◆ **Activity**: In the data below, give the number of lines that contain the word "positive". Nothing else is needed.

Stored records:
○ ○ ○ ○ ○ ○ ○

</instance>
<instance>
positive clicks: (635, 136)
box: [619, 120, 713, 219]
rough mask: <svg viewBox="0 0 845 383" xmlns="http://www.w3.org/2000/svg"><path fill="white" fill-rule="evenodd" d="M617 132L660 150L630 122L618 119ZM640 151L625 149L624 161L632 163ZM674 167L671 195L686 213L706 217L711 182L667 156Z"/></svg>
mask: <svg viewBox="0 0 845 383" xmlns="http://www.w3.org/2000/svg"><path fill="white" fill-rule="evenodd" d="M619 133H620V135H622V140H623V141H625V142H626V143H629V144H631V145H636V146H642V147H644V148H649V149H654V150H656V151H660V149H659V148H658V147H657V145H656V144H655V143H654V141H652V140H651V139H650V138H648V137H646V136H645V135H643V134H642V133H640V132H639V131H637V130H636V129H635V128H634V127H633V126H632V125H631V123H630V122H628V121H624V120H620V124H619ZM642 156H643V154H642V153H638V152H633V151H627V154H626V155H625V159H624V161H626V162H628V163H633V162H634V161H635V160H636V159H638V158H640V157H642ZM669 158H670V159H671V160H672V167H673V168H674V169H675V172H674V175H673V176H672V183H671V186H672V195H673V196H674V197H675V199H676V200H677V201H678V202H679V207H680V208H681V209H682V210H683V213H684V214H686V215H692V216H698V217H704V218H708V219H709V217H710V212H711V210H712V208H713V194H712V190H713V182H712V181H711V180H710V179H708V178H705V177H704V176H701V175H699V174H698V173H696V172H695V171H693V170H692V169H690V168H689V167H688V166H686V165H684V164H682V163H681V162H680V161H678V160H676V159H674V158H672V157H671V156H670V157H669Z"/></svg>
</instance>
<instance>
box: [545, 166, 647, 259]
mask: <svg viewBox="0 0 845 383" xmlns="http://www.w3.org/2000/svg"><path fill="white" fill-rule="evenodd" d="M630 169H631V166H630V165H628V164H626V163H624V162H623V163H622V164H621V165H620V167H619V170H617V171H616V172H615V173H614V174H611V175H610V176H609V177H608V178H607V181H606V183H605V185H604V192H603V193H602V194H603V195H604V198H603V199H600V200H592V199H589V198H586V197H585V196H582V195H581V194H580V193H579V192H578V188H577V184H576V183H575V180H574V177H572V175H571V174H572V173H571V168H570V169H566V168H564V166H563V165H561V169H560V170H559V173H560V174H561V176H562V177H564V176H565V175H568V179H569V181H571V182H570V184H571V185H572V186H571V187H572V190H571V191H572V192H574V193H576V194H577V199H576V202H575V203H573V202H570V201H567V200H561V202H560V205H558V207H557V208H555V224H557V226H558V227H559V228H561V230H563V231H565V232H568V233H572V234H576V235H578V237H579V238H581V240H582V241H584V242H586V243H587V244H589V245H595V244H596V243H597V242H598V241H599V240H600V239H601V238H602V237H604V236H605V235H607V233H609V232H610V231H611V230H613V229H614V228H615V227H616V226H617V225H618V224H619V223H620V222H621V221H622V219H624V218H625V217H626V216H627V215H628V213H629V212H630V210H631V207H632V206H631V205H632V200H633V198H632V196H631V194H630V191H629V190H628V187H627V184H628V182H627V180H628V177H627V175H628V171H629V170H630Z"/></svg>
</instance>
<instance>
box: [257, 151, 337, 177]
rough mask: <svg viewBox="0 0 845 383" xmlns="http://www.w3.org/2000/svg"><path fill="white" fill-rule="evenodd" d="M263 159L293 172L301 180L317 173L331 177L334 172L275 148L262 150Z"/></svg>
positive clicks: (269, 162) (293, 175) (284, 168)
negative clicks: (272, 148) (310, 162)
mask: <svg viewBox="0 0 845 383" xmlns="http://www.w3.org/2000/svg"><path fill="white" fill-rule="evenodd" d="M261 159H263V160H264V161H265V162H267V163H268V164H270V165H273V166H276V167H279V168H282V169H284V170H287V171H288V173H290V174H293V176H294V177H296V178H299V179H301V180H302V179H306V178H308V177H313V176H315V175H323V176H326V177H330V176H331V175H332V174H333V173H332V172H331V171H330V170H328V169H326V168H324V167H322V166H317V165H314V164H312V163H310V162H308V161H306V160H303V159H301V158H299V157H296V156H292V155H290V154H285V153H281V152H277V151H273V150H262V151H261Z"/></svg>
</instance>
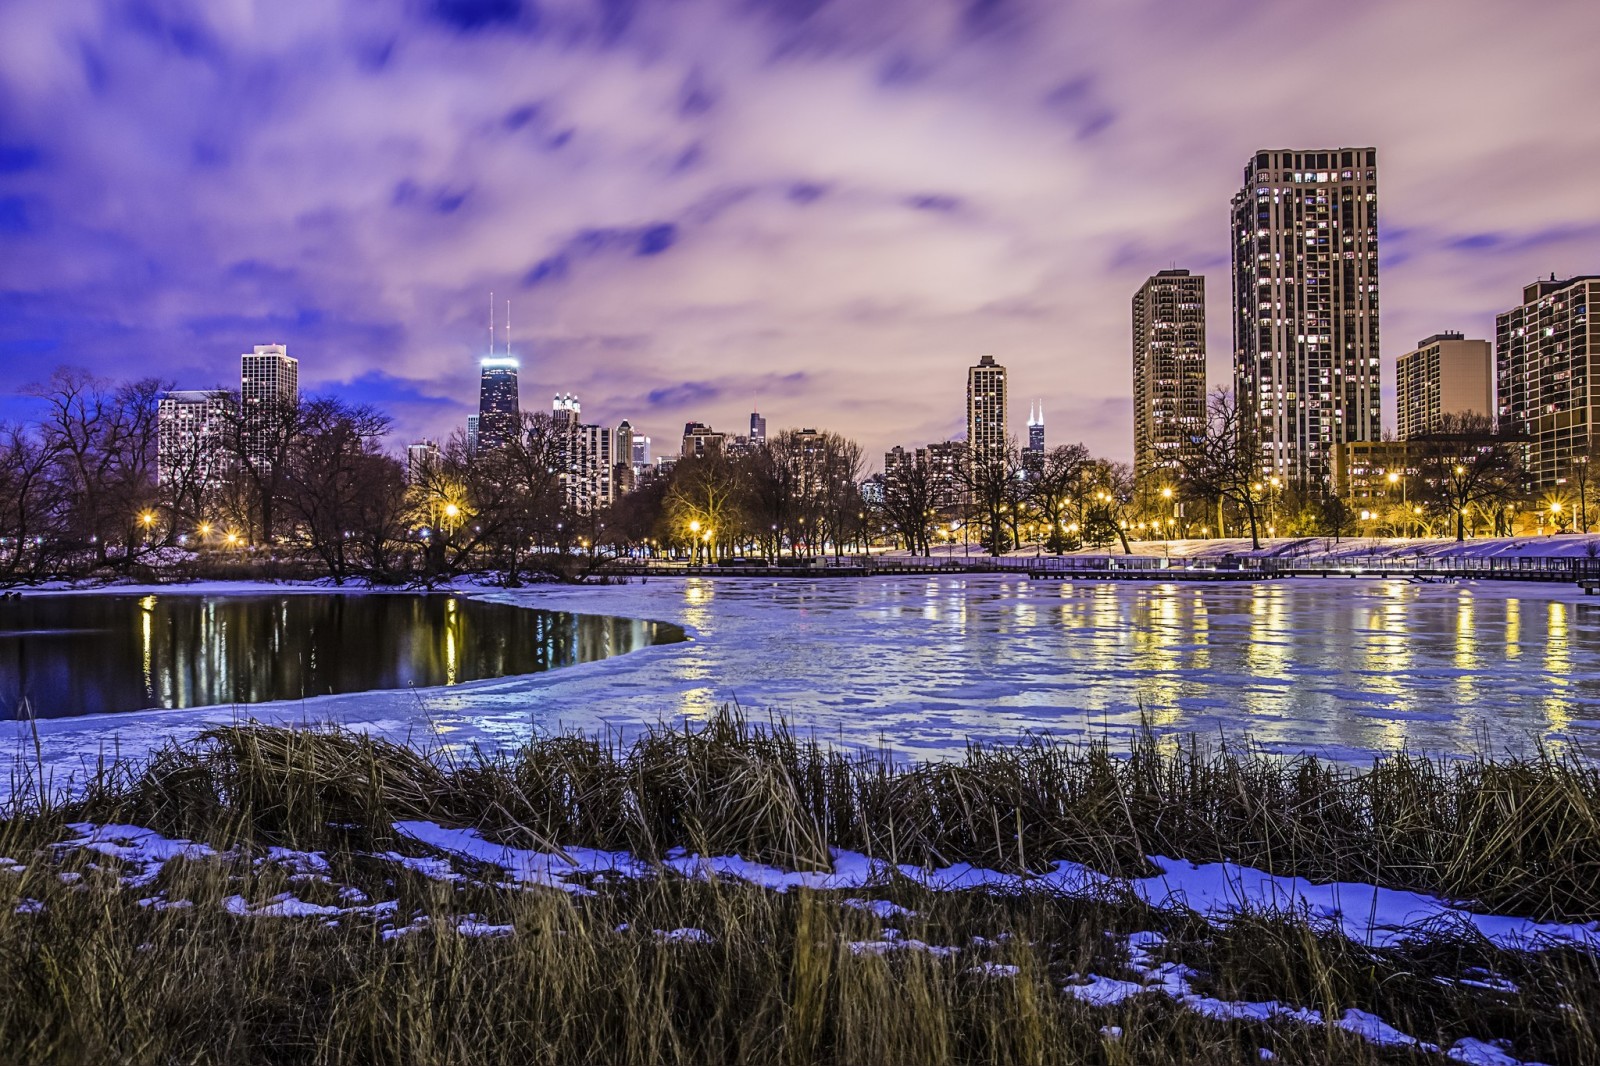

○ ○ ○ ○ ○ ○ ○

◆ **Response for this exercise**: 2